ACTIVITY LIST —
A - Extract from the Aggelos Katsaggelos biography the part that opens with the words containing "- Education: Aristotle" and closes with "of Optica (2018)".
B - According to the Aggelos Katsaggelos biography, which lab does he direct at Northwestern University?
C - Continue the Aggelos Katsaggelos biography from its last sentence.

SELECTED EXCERPT —
......

- Education: Aristotle University of Thessaloniki Georgia Institute of Technology
- Known for: Iterative image restoration; image and video processing; computational imaging
- Awards: IEEE Fellow (1998) IEEE Signal Processing Society Technical Achievement Award (2010) Fellow of EURASIP (2017) Fellow of Optica (2018)
- Scientific career
- Fields: Electrical engineering, signal processing, image processing, video processing, computational imaging
- Workplaces: Northwestern University
- Website: ivpl.northwestern.edu

= Aggelos Katsaggelos =

Electrical engineer and academic

Aggelos K. Katsaggelos (Άγγελος Κ. Κατσάγγελος) is a Greek electrical engineer and academic whose research has focused on image and video processing, multimedia signal processing, computational imaging, computer vision, and machine learning. He is the Joseph Cummings Professor of Electrical and Computer Engineering at Northwestern University, where he has courtesy appointments in computer science and radiology and directs the Image and Video Processing Lab. He was elected a Fellow of the Institute of Electrical and Electronics Engineers in 1998 for contributions to the theory and application of iterative image restoration methods, received the IEEE Signal Processing Society Technical Achievement Award in 2010 for contributions to image and video processing, and has been elected a Fellow of EURASIP and Optica.

......

AVAILABLE DATA —
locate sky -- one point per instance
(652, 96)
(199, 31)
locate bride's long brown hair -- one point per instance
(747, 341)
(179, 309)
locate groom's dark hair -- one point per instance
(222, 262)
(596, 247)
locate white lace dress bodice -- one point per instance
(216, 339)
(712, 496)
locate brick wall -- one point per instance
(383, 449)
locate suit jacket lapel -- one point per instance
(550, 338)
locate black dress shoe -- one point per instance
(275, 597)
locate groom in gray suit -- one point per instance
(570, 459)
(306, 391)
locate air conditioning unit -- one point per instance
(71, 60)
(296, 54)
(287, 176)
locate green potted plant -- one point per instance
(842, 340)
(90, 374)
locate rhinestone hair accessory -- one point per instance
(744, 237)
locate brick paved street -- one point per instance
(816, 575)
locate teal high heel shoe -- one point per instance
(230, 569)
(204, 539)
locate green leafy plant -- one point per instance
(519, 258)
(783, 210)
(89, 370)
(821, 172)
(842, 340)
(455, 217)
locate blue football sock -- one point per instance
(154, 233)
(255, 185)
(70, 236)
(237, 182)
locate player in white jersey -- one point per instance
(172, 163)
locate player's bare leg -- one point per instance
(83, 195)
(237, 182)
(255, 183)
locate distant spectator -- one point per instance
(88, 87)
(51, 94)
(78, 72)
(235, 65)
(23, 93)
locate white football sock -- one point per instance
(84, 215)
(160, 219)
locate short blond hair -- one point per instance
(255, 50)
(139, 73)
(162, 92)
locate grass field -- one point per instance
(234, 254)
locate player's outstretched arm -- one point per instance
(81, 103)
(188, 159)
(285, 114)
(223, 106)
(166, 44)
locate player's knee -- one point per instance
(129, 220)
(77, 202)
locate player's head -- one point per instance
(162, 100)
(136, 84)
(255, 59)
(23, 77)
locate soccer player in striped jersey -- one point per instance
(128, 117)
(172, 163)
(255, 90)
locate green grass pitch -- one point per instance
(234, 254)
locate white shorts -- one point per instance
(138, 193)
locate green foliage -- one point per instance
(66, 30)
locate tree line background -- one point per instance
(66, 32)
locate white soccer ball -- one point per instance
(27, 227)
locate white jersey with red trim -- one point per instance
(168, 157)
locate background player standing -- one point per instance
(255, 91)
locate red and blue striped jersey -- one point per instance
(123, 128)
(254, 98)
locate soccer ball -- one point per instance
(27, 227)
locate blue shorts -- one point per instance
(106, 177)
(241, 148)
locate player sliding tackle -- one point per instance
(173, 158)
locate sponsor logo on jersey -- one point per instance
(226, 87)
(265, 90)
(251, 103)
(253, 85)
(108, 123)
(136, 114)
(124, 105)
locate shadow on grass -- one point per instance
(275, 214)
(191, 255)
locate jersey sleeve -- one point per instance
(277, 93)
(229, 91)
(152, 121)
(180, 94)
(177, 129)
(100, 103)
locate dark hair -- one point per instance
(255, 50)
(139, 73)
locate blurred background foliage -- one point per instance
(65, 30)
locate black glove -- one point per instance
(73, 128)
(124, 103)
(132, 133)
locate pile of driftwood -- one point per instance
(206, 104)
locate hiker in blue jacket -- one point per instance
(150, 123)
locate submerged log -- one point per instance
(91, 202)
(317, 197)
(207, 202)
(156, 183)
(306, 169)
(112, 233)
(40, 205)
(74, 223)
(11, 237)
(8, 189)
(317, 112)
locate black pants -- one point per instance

......

ANSWERS PROVIDED —
A -
- Education: Aristotle University of Thessaloniki Georgia Institute of Technology
- Known for: Iterative image restoration; image and video processing; computational imaging
- Awards: IEEE Fellow (1998) IEEE Signal Processing Society Technical Achievement Award (2010) Fellow of EURASIP (2017) Fellow of Optica (2018)

B - The Image and Video Processing Lab.

C -
== Education and career ==
Katsaggelos received a diploma degree in electrical and mechanical engineering from the Aristotle University of Thessaloniki in 1979, and M.S. and Ph.D. degrees in electrical engineering from the Georgia Institute of Technology in 1981 and 1985, respectively. He joined Northwestern University in 1985.

At Northwestern, Katsaggelos is the Joseph Cummings Professor of Electrical and Computer Engineering and has courtesy appointments in computer science and radiology. His Northwestern profile lists him as director of the Image and Video Processing Lab, co-director of the Center for Scientific Studies in the Arts, and deputy director of computation at the Center for Computational Imaging and Signal Analytics in Medicine.

Katsaggelos has also held editorial and service roles in the IEEE Signal Processing Society. The society's Leo L. Beranek Meritorious Service Award list records that he received the 2001 award for service to the society, including service as editor-in-chief of IEEE Signal Processing Magazine.

== Research and applications ==
Katsaggelos's research areas include image and video processing, multimedia signal processing and communications, computational imaging, computer vision, machine learning, and medical and biological signal processing. His IEEE Fellow citation recognized his work on iterative image restoration methods, and the IEEE Signal Processing Society Technical Achievement Award cited his contributions to image and video processing.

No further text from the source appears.